──────── Extracted data
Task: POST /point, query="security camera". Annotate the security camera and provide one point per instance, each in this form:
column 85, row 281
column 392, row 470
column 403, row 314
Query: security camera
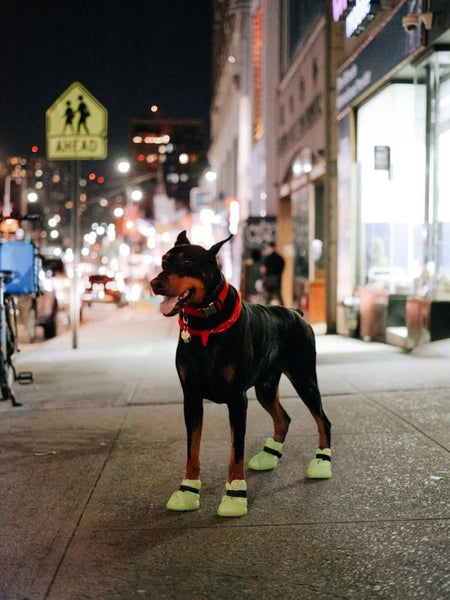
column 410, row 22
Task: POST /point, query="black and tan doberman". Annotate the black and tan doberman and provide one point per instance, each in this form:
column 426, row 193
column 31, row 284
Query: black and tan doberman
column 226, row 347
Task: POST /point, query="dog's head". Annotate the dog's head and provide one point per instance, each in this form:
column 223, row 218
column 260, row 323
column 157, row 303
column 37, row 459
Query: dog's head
column 190, row 274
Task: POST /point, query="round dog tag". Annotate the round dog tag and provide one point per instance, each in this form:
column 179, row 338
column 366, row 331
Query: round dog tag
column 185, row 336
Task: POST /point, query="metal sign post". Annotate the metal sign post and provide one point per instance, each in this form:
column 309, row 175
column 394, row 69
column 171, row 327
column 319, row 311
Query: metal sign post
column 76, row 127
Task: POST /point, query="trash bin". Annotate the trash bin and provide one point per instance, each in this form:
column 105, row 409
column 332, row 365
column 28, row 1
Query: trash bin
column 352, row 315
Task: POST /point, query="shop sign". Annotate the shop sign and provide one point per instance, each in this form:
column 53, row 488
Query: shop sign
column 380, row 57
column 357, row 14
column 382, row 158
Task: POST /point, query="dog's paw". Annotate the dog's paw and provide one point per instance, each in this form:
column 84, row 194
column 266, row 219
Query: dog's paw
column 234, row 503
column 187, row 497
column 267, row 459
column 320, row 466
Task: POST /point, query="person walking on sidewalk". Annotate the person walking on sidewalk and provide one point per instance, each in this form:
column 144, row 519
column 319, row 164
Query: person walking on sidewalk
column 272, row 269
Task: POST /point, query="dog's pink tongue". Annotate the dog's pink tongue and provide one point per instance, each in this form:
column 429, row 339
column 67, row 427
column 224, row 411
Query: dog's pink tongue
column 168, row 304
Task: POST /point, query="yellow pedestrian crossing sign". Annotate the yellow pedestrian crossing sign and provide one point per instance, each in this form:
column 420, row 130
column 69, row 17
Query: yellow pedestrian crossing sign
column 77, row 126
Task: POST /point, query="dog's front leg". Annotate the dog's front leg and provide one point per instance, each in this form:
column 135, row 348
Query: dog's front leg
column 234, row 503
column 187, row 497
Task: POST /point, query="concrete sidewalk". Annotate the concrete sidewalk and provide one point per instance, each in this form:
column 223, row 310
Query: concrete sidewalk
column 91, row 458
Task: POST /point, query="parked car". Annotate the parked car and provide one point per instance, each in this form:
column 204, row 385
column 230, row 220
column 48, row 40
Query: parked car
column 103, row 288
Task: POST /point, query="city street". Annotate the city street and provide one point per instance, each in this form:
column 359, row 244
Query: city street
column 90, row 459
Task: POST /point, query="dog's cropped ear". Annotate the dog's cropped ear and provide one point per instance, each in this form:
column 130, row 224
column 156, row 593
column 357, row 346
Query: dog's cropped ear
column 215, row 249
column 182, row 239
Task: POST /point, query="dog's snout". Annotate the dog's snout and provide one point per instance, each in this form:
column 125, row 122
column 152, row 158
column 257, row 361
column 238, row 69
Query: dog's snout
column 155, row 284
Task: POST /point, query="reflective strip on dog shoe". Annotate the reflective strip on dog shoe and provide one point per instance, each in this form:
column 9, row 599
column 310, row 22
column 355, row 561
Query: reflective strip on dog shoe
column 234, row 503
column 320, row 466
column 187, row 497
column 267, row 459
column 272, row 451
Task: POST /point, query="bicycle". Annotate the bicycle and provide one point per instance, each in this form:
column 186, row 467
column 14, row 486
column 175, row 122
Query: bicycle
column 18, row 274
column 8, row 332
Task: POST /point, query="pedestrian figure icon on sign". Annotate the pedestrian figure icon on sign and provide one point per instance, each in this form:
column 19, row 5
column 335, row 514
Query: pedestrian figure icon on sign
column 84, row 114
column 69, row 116
column 76, row 126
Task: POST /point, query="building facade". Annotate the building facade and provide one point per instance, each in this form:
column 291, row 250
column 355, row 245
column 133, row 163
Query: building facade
column 392, row 107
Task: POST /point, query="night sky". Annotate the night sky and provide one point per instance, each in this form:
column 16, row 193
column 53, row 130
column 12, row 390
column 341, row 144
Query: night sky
column 129, row 54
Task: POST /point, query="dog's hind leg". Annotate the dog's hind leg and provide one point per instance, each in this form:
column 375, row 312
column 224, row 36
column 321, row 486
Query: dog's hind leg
column 304, row 380
column 234, row 503
column 268, row 396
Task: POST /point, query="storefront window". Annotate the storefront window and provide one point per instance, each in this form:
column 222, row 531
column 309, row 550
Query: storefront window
column 391, row 164
column 441, row 289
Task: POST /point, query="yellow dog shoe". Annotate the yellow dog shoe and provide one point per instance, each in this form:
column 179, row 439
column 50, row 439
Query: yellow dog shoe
column 234, row 503
column 187, row 497
column 320, row 467
column 267, row 459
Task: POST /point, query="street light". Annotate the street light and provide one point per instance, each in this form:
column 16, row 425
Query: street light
column 123, row 166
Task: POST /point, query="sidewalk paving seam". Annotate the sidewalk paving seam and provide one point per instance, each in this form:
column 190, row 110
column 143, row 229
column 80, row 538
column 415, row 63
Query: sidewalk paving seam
column 83, row 510
column 241, row 525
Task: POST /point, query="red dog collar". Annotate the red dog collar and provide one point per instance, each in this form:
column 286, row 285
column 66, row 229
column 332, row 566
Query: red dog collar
column 187, row 332
column 212, row 308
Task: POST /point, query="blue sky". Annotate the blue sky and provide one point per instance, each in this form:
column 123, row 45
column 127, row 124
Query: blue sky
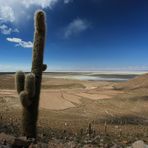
column 82, row 35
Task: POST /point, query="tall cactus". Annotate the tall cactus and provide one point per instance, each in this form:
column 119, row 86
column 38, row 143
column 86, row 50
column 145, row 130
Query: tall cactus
column 28, row 87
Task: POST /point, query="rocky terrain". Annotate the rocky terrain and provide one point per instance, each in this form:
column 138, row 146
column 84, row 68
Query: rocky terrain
column 76, row 113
────────────────
Your instructions: Copy out the stretch of entries above from the line containing "Annotate the shop" through the line containing "column 272, row 269", character for character, with both of those lines included.

Completed exercise:
Task: POST /point, query="shop sign". Annotate the shop sign and provide one point per instance, each in this form:
column 53, row 488
Query: shop sign
column 380, row 57
column 357, row 14
column 382, row 158
Task: POST /point, query="dog's paw". Annotate the dog's paw and provide one point per instance, each in this form:
column 84, row 194
column 266, row 219
Query: dog's paw
column 234, row 503
column 187, row 497
column 267, row 459
column 320, row 466
Task: POST /point, query="person walking on sidewalk". Annotate the person walking on sidewalk and provide one point per instance, each in this form:
column 144, row 519
column 319, row 164
Query: person walking on sidewalk
column 272, row 269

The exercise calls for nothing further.